Excerpt
|---|
Residents were out in force Tuesday night at the Gibsons Legion to voice their concerns over the Upper Gibsons Neighbourhood Plan.

Residents were out in force Tuesday night at the Gibsons Legion to voice their concerns over the Upper Gibsons Neighbourhood Plan.

Issues around water, sewer, demographic trends, goals and objectives were all discussed at the three-hour-plus open house. The main issue of contention centred around transportation and, specifically, the proposed relocation of the traffic signal from Shaw Road to Sunnycrest Road.

Municipal planner Chris Marshall, director of municipal operations Bryan Shoji, assistant planner Kim Liske and all members of council were on hand at the open house to answer questions and hear comments.

For the first two hours of the meeting, the public viewed detailed sandwich boards prepared by the Town, which attempted to summarize the plan. Following that, Marshall, along with Glen Shkurhan, a consultant with Urban Systems Ltd., who prepared the plan, presented a Power Point presentation to the audience. There was also time for a question and answer session.

More than 120 people packed into the Legion. Almost everyone in attendance spoke against the move or voiced their displeasure with boisterous applause in support of the speakers.

"The impact on Shaw Road has not been thought through," said one resident. "This is about what the community wants, not just what council wants. I live on Shaw and the reality of increased traffic on O'Shea will be terrible if this change is made. Keep the light on Shaw Road."

Another resident asked why a second light couldn't be considered.

"I don't know who dreamed this up and for what purpose," he stated. "Removing the light at Shaw Road is the biggest piece of stupidity I've ever heard of."

In response, Marshall said the Ministry of Transportation "outrightly rejected any more lights on Gibsons Way."

Another resident asked if there was anyone at the Town or on council who could help residents try to "influence" the ministry to re-consider their decision. She also asked why the Town wasn't considering a highway extension or bypass to address the transportation concerns.

"We [Town of Gibsons] went to lobby the ministry about a possible highway extension and get a cost estimate," Marshall said in response to the questions. "It's around $17 million. We're a small community in the eyes of the ministry and we're probably 15 years away from being considered. If the Town, Sunshine Coast Regional District, District of Sechelt, Sechelt Indian Band, residents and the business community all came on board and lobbied hard, then we could possibly be moved up on the province's list.

"We're very low on the priority list. We need pressure from the whole Coast in order to make this happen."After hearing Marshall's answer, the same resident who posed the question then asked everyone in attendance to raise their hands if they wanted the light to stay. Everyone in the audience raised their hands. "Okay, council, there's your answer," she exclaimed.
|---|
Raw data
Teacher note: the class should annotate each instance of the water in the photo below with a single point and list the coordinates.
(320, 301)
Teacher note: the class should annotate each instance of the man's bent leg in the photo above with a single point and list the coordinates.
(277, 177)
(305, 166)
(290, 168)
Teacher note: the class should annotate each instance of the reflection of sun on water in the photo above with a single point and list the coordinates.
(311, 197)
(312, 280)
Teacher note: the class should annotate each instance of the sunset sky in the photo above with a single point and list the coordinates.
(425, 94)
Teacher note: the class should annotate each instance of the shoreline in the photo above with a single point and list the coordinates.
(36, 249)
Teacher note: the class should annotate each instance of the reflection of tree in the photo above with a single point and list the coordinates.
|---|
The tasks
1. In the article about the Upper Gibsons Neighbourhood Plan meeting, which groups does Marshall say would all need to come on board and lobby to move a highway extension up the province's list?
2. According to the Upper Gibsons Neighbourhood Plan article, what is the estimated cost of a possible highway extension?
3. Continue the article about the Upper Gibsons Neighbourhood Plan meeting from its last sentence.
The listing has no connection to the article about the Upper Gibsons Neighbourhood Plan meeting.

Answers below
1. The Town, the Sunshine Coast Regional District, the District of Sechelt, the Sechelt Indian Band, residents, and the business community.

2. Around $17 million.

3.
Resident Bill Beaton was the next to speak. Beaton wrote a 10-page letter to the Town with several suggestions and recommendations. "I have reviewed [the plan] in detail and must state that I was very impressed and excited with what lies for this area of Gibsons once the plan gets final approval," Beaton said in his letter. "It is a good plan, except for, in my opinion, one minor but critical aspect. That is the removal and relocation of the stop light."

Beaton also expressed his views in a letter to the editor, published in Coast Reporter May 5, and reiterated a few points at Tuesday's meeting.

"I made a point of trying to knock on every door in the area. At 83 years old, I certainly got my exercise," Beaton said. "The main thing I heard was no one knew about this issue and when I told them about the light, the main thing I heard was what the hell is the mayor and council thinking. This whole issue must be re-looked at and reconsidered."Another issue related to transportation was also touched on.

Brad Benson said that as it stands now in the plan, Shaw Road would go right through White Tower Park."I'm very concerned about the potential impact for hikers who use this valuable network of trails," Benson said. "Trails are precious in Gibsons, and I feel very strongly that they have to be preserved."

The Upper Gibsons Neighbourhood Plan area is 46 hectares (114 acres) in-fill site located between the northern border of the Town and the Upper Gibsons commercial area.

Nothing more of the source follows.